Position identification records

————

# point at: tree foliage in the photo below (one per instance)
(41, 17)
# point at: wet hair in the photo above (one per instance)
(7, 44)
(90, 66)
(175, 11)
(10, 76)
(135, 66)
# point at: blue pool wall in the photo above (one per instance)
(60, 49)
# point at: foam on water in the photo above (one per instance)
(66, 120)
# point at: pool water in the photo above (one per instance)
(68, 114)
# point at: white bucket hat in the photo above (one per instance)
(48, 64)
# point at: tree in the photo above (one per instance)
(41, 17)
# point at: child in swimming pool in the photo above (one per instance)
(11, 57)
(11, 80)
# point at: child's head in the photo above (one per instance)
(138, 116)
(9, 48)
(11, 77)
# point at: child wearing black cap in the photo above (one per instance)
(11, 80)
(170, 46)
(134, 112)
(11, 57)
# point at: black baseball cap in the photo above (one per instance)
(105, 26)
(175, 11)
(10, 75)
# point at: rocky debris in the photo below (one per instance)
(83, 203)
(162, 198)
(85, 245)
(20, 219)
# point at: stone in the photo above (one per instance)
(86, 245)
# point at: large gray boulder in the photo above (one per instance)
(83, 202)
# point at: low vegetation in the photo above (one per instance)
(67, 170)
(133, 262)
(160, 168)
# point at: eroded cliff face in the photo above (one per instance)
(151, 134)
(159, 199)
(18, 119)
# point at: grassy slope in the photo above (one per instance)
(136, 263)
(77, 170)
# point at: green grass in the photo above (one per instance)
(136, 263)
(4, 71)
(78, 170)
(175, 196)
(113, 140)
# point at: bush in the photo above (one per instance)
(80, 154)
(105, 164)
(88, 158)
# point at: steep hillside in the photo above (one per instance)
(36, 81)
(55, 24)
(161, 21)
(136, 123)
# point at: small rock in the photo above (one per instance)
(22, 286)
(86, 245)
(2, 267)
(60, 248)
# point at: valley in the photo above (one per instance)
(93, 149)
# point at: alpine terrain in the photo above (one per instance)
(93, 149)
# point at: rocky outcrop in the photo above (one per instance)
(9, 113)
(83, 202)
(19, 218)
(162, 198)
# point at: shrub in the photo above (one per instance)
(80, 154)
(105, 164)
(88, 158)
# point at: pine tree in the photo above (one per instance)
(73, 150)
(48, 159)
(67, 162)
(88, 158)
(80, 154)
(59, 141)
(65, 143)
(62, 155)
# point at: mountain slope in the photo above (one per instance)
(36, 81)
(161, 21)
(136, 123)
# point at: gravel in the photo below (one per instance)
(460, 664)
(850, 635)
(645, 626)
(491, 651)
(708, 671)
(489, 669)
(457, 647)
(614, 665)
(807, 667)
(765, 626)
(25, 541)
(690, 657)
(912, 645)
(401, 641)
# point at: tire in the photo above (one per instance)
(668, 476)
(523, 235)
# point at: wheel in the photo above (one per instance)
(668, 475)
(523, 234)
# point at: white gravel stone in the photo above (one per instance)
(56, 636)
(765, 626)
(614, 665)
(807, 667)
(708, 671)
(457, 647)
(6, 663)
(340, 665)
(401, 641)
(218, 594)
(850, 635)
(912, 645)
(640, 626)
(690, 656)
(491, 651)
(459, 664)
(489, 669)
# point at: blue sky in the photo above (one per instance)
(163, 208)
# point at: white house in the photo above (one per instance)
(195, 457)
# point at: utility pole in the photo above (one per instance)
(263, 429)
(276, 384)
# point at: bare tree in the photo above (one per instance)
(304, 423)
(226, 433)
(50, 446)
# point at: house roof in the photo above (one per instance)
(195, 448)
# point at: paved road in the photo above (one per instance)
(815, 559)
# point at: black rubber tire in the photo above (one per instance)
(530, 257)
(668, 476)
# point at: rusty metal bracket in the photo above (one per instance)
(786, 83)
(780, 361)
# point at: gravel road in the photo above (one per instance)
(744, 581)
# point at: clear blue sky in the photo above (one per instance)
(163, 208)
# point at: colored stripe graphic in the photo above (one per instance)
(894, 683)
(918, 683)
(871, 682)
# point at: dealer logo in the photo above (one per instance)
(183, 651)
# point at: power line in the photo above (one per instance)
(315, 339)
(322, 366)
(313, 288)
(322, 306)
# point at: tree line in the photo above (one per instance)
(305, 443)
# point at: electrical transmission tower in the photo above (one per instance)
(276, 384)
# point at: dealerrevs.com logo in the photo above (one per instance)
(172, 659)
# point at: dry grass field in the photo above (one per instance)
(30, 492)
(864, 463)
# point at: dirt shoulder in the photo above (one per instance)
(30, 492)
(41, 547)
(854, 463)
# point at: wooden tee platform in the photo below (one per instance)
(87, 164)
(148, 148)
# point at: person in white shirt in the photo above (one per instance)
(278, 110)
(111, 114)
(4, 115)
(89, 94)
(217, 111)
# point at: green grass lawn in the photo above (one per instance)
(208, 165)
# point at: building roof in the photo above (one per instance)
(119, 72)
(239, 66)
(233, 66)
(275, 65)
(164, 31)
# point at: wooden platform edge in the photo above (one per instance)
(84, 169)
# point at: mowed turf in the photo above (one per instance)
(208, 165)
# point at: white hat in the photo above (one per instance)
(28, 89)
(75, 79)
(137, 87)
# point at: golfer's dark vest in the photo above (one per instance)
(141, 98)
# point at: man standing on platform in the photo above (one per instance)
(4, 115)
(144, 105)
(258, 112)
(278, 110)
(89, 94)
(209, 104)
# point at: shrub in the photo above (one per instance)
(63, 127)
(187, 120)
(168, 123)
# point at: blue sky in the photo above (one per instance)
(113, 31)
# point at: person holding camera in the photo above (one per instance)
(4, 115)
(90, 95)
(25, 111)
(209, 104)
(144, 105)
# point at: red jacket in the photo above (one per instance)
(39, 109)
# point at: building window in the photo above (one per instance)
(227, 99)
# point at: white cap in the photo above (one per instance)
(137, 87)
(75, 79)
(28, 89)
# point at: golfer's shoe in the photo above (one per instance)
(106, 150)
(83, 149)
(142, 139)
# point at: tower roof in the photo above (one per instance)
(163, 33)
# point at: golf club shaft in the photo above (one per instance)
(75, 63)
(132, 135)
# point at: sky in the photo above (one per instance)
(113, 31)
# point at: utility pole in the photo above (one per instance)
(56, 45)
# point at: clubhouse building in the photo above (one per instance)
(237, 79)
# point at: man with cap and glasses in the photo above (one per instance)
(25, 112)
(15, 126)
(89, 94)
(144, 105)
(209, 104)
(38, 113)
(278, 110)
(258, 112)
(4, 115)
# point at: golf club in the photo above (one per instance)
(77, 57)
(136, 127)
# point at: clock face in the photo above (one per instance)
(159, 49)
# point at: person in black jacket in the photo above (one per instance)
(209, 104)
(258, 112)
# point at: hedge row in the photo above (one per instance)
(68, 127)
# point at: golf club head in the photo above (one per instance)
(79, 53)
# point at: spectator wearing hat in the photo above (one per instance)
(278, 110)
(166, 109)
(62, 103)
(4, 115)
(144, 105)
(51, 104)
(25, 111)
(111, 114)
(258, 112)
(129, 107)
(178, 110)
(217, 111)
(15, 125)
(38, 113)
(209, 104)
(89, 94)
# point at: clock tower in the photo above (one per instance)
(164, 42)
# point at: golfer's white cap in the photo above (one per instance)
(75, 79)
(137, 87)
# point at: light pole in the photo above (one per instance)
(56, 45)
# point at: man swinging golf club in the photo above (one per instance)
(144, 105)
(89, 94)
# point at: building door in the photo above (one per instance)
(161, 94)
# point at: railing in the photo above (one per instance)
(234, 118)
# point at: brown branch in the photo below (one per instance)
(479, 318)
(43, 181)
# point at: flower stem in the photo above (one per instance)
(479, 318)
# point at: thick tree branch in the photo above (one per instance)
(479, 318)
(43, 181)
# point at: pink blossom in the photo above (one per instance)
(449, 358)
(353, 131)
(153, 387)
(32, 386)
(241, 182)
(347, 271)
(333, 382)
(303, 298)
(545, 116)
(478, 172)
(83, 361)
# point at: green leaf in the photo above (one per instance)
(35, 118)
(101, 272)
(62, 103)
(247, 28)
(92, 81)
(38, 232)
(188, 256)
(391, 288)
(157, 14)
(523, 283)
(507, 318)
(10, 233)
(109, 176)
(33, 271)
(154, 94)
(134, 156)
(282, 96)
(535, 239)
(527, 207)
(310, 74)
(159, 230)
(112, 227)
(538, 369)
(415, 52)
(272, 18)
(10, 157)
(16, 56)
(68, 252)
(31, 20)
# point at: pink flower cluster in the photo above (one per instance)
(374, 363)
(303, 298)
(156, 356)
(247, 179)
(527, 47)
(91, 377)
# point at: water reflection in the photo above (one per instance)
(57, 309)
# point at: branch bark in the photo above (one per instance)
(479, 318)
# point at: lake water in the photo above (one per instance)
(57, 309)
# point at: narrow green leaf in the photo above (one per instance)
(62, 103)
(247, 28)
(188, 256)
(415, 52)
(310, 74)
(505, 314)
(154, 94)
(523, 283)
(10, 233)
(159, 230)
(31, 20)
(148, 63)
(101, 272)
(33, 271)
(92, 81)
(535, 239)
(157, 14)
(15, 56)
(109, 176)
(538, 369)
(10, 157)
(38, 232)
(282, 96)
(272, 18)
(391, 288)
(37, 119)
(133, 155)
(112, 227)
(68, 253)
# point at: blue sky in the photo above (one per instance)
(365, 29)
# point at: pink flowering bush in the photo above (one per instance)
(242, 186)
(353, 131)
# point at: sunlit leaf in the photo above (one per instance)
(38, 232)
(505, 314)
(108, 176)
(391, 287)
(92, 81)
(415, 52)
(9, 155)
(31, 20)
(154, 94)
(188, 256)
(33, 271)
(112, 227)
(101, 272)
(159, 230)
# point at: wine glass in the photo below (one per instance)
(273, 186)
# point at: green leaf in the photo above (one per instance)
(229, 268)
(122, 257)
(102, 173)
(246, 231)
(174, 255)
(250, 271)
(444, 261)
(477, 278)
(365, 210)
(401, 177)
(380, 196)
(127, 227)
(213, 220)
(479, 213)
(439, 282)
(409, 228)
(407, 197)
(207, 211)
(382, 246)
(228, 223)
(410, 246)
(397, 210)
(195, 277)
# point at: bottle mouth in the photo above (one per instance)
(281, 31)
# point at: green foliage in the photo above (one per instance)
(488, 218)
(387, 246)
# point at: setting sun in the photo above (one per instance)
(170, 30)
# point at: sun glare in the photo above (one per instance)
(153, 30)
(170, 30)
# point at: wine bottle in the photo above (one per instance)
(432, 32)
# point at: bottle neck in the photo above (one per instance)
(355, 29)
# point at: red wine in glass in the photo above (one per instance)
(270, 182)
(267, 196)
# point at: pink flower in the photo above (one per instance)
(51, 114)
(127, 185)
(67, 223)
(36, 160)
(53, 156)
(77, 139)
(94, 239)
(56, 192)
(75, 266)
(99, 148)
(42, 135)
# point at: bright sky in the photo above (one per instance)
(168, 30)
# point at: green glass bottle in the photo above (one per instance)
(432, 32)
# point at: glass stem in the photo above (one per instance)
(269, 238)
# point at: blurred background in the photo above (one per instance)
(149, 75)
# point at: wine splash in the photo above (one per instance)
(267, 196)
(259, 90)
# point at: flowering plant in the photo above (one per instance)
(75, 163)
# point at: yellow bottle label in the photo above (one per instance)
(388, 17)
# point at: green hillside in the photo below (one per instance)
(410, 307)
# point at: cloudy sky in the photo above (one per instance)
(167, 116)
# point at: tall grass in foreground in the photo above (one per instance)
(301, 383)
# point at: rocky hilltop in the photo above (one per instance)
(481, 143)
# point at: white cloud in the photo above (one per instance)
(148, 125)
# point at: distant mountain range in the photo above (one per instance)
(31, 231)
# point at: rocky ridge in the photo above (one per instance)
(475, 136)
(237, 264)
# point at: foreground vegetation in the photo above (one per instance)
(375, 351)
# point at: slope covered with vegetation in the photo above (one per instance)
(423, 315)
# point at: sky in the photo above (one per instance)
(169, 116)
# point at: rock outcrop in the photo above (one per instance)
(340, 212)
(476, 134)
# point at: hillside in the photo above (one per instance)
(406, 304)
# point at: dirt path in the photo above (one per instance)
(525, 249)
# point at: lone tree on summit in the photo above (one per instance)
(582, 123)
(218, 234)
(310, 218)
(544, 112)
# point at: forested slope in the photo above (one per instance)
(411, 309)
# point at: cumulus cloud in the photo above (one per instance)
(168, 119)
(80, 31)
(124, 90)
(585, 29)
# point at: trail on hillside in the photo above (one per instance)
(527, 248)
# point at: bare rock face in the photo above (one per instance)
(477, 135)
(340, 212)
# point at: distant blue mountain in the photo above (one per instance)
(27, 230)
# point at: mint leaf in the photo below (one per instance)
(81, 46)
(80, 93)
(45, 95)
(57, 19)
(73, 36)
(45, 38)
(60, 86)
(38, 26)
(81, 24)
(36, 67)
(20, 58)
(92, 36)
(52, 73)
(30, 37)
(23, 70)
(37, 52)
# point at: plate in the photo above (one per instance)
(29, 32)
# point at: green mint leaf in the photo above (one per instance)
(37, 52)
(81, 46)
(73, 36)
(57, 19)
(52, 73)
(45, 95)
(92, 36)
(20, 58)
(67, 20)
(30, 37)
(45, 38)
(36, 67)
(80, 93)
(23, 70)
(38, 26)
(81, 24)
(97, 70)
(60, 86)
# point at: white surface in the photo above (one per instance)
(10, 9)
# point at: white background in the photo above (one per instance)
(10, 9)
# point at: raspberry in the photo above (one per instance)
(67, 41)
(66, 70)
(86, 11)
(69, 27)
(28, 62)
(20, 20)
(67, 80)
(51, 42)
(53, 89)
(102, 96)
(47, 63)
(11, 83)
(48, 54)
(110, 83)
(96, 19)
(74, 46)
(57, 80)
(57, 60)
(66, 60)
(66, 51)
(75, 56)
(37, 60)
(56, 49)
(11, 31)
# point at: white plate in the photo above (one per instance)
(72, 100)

————

Nothing outside the span should appear: transcribe the lines from the one containing "# point at: white cloud" through the last line of the records.

# point at: white cloud in the photo above (one per instance)
(148, 125)
# point at: distant mountain range in the photo above (one per instance)
(31, 231)
# point at: rocky ridge in the photo above (one per instance)
(475, 136)
(237, 264)
# point at: foreground vegetation in the photo above (one per instance)
(375, 351)
# point at: slope covered with vegetation in the photo above (one per instance)
(423, 315)
# point at: sky in the photo above (one per instance)
(169, 116)
# point at: rock outcrop in the photo above (one per instance)
(340, 212)
(476, 134)
# point at: hillside in the photo above (one per instance)
(406, 304)
# point at: dirt path in the photo above (one per instance)
(525, 249)
# point at: lone tree on summit in the photo above (one per instance)
(582, 123)
(218, 234)
(310, 218)
(544, 112)
# point at: forested slope in the photo above (one per instance)
(411, 309)
# point at: cumulus cloud in the photo above (one per instance)
(168, 119)
(80, 31)
(124, 90)
(585, 29)
# point at: trail on hillside in the photo above (one per instance)
(527, 248)
# point at: bare rock face in the photo above (one per instance)
(477, 135)
(340, 212)
# point at: distant blue mountain in the photo above (one per instance)
(27, 230)
# point at: mint leaf in the photo below (one per instance)
(81, 46)
(80, 93)
(45, 95)
(57, 19)
(73, 36)
(45, 38)
(60, 86)
(38, 26)
(81, 24)
(36, 67)
(20, 58)
(92, 36)
(52, 73)
(30, 37)
(23, 70)
(37, 52)
# point at: plate in the photo above (one per instance)
(29, 32)
# point at: green mint leaf in the photo above (one per instance)
(37, 52)
(81, 46)
(73, 36)
(57, 19)
(52, 73)
(45, 95)
(92, 36)
(20, 58)
(67, 20)
(30, 37)
(45, 38)
(36, 67)
(80, 93)
(23, 70)
(38, 26)
(81, 24)
(97, 70)
(60, 86)
# point at: white surface in the photo above (one per instance)
(10, 9)
# point at: white background in the photo above (one per instance)
(10, 9)
# point at: raspberry in the photo above (one per instance)
(67, 41)
(66, 70)
(86, 11)
(69, 27)
(28, 62)
(20, 20)
(67, 80)
(51, 42)
(53, 89)
(102, 96)
(47, 63)
(11, 83)
(48, 54)
(110, 83)
(96, 19)
(74, 46)
(57, 80)
(57, 60)
(66, 60)
(66, 51)
(75, 56)
(37, 60)
(56, 49)
(11, 31)
# point at: white plate in the photo above (one per instance)
(72, 100)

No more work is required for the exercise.